===== Provided passage =====

Atlassian has assured investors it can add AI to its services without blowing out its costs or shrinking margins.
CEO Mike Cannon-Brookes used the company’s Thursday earnings call to reveal Atlassian now has five million users of its Rovo agentic AI offering and suggested that investors in the company might worry that costs would blow out as a result.
“We’re able to deliver those five million Rovo seats and continue to improve gross margin,” he reassured. “That’s a huge achievement on behalf of our engineering teams, but it shows that we can manage those AI costs inside for the vast majority of customers.”
Atlassian runs entirely in public clouds, and Cannon-Brookes’ remarks suggest optimizing its operations, rather than high prices, is the reason it’s kept margins stable. Which isn’t great news for cloud operators, as it suggests at least one SaaS giant has found a way to add AI to its offerings without spending much more.
The Australian collaborationware company is, however, sending more business to big clouds by ditching its on-prem datacenter products. CFO Joe Binz said Atlassian “saw very healthy cloud migrations in Q2” and Cannon-Brookes pointed to the company winning $1 billion of revenue from cloud products for the first time in this quarter.
The CEO also batted away suggestions that Atlassian, like other SaaS companies, is susceptible to attack by AI.
“I’m convinced AI is great for Atlassian. Others think software is dead,” he wrote in his shareholder letter [PDF]. “ In this environment, it seems that noise swamps signal, nuance gets lost,” he added. On the earnings call, he expanded on that point by saying Atlassian customers still want its wares.
“When I talk to customers, they believe that we’re helping them through a lot of that noise,” he said. “Enterprise customers want a platform they can trust. They need it to be compliant and secure and all the things they’ve always needed.”

===== Entries shown =====

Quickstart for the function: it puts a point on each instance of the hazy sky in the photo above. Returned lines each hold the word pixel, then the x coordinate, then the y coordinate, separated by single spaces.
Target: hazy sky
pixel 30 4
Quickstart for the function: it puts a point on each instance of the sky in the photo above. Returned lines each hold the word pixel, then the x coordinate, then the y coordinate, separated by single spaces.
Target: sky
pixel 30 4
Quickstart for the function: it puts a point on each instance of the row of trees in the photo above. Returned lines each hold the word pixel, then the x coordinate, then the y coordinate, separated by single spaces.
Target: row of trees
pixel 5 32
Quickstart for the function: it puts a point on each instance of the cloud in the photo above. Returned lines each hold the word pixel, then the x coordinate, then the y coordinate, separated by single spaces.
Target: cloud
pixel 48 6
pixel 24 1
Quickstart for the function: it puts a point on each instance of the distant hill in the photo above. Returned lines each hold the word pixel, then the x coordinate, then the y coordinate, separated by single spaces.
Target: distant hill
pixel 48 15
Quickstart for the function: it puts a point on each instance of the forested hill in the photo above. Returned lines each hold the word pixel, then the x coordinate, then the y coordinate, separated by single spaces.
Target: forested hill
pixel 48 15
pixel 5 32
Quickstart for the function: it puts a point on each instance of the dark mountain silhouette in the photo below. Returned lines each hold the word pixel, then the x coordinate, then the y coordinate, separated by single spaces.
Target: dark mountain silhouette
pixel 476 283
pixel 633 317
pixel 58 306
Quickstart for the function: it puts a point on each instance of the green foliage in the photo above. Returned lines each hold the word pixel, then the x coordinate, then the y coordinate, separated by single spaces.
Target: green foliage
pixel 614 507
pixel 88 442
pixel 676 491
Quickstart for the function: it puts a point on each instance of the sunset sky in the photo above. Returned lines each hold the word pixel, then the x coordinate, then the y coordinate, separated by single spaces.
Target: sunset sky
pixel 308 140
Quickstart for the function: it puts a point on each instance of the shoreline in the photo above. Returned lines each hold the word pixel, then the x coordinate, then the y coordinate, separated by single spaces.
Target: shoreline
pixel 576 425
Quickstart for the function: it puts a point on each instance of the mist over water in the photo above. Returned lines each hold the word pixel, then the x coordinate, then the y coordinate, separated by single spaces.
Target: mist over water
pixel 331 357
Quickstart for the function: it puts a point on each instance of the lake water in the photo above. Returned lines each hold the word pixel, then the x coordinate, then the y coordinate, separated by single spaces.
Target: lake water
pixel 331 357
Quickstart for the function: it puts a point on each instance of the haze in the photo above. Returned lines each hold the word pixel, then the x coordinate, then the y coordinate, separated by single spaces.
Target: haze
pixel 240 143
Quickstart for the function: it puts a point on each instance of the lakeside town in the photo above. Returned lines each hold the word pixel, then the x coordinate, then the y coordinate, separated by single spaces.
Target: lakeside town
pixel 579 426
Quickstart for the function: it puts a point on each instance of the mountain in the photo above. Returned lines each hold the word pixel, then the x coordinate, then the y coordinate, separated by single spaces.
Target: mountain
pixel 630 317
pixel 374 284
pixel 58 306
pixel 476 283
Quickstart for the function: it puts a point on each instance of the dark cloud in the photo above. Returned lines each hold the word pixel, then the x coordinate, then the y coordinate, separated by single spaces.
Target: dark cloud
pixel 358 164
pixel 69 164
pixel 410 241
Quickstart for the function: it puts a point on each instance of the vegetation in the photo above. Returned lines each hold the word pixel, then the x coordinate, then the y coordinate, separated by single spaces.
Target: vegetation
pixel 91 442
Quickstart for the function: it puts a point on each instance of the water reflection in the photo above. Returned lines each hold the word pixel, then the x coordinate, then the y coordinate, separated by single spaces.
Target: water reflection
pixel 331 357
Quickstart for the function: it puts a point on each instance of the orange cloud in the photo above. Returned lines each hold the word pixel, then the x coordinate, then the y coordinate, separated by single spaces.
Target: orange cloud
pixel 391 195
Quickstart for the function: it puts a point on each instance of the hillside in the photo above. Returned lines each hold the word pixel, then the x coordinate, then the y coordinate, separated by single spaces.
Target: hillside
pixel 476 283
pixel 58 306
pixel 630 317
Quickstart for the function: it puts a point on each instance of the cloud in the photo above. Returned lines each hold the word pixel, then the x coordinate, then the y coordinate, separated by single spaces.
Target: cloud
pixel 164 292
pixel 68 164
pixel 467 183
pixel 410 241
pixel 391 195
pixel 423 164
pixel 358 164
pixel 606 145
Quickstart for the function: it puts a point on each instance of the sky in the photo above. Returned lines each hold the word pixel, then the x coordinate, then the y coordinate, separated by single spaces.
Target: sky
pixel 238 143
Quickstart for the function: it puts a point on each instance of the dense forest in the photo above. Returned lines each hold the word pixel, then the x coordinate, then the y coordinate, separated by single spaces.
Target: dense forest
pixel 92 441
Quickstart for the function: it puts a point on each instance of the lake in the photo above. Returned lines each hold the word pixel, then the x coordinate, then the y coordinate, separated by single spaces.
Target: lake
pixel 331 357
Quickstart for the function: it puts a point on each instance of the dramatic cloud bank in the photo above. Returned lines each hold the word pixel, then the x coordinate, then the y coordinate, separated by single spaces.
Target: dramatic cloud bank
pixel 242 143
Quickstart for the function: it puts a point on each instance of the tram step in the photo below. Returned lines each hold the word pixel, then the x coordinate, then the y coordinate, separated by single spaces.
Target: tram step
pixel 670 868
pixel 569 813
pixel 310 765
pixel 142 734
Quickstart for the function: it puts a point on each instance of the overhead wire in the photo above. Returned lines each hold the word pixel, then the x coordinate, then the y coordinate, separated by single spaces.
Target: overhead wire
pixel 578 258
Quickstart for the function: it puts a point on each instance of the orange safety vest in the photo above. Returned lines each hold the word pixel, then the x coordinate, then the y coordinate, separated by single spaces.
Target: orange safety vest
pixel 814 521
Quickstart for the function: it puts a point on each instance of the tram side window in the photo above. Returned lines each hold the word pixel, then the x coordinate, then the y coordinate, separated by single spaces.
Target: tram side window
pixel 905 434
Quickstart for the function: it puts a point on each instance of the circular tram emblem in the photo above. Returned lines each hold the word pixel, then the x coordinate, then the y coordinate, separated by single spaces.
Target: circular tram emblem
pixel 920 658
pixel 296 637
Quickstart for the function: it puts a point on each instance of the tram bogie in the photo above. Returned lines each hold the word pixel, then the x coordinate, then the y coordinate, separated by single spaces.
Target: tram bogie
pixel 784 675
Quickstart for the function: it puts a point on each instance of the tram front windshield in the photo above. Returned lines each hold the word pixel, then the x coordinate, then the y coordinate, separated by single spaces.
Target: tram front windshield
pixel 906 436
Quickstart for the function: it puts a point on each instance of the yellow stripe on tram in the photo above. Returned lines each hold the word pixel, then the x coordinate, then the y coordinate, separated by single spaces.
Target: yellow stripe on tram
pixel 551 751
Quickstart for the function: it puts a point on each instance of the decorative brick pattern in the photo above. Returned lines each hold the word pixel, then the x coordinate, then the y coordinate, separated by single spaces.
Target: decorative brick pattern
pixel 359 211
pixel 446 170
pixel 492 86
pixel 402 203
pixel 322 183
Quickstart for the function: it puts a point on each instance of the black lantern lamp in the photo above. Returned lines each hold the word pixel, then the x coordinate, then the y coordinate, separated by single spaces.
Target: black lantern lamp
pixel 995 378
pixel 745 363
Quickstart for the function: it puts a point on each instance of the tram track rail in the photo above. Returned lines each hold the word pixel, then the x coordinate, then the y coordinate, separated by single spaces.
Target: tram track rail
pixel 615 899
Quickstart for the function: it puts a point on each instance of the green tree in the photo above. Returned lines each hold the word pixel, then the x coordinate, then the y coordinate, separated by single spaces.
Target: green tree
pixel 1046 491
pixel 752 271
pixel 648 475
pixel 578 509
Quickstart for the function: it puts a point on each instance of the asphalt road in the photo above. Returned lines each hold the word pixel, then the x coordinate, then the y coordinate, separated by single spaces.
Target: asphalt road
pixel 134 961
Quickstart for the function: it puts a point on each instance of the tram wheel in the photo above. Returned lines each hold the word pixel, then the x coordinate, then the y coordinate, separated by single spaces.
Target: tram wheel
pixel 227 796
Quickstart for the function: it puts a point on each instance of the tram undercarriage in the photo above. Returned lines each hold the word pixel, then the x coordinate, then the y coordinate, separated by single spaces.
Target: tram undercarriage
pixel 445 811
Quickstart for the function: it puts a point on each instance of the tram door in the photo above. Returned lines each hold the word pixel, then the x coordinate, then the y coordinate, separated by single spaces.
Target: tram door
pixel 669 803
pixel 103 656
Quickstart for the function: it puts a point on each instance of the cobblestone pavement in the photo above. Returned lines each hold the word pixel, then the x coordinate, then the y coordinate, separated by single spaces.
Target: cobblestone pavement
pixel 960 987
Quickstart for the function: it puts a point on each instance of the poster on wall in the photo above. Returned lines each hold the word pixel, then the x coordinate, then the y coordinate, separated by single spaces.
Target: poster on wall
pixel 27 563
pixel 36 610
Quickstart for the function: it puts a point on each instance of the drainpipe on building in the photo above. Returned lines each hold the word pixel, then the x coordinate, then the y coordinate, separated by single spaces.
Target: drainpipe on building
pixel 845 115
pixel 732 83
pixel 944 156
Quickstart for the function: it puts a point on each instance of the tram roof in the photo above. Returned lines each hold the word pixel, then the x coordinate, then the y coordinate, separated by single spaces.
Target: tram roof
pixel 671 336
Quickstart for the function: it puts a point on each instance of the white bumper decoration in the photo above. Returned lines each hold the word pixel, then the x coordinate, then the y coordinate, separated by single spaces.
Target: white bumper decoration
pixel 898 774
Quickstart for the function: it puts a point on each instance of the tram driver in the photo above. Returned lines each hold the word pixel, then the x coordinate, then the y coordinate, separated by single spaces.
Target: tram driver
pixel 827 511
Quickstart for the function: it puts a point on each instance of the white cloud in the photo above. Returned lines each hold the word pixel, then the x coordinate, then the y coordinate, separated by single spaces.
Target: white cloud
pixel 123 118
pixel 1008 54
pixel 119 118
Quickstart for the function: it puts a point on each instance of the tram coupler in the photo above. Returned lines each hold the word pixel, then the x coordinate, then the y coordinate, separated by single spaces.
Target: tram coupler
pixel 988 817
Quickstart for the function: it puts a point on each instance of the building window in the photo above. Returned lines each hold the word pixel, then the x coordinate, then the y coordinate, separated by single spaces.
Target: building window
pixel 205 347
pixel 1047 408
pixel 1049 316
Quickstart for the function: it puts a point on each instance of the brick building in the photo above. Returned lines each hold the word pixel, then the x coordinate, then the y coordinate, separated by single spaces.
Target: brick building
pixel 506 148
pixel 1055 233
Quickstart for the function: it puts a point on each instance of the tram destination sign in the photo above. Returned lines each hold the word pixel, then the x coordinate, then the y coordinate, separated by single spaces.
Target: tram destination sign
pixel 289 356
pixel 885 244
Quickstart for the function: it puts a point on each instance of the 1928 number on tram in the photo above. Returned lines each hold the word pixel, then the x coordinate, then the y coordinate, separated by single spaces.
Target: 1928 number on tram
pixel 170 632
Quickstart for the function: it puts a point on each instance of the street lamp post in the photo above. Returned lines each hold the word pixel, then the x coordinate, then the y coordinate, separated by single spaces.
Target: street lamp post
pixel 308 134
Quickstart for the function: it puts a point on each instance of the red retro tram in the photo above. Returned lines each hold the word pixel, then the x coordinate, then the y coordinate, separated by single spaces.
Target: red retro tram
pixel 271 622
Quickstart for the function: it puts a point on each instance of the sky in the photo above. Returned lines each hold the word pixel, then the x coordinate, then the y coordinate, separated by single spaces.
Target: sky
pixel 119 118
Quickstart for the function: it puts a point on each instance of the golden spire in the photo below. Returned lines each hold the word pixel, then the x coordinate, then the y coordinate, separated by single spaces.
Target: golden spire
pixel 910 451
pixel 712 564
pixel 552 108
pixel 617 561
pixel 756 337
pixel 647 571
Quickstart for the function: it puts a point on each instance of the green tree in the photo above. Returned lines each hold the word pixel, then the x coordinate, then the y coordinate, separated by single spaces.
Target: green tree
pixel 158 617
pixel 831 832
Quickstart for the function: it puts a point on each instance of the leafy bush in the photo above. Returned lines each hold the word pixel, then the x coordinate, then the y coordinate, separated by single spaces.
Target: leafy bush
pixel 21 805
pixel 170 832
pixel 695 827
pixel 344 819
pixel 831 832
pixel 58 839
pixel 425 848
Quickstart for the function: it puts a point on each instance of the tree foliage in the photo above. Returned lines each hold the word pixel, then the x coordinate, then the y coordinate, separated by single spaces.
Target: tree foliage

=====

Work task A: According to the Atlassian article, how many users does Atlassian's Rovo agentic AI offering now have?
Work task B: From the Atlassian article, set down the passage that begins at the words "Atlassian runs entirely" and stops after "spending much more.".
Work task C: Why does the Atlassian article say Atlassian's handling of AI costs isn't great news for cloud operators?

Result A: Five million.

Result B:
Atlassian runs entirely in public clouds, and Cannon-Brookes’ remarks suggest optimizing its operations, rather than high prices, is the reason it’s kept margins stable. Which isn’t great news for cloud operators, as it suggests at least one SaaS giant has found a way to add AI to its offerings without spending much more.

Result C: Atlassian runs entirely in public clouds and appears to have kept margins stable by optimizing its operations rather than through high prices. This suggests that at least one SaaS giant has found a way to add AI to its offerings without spending much more.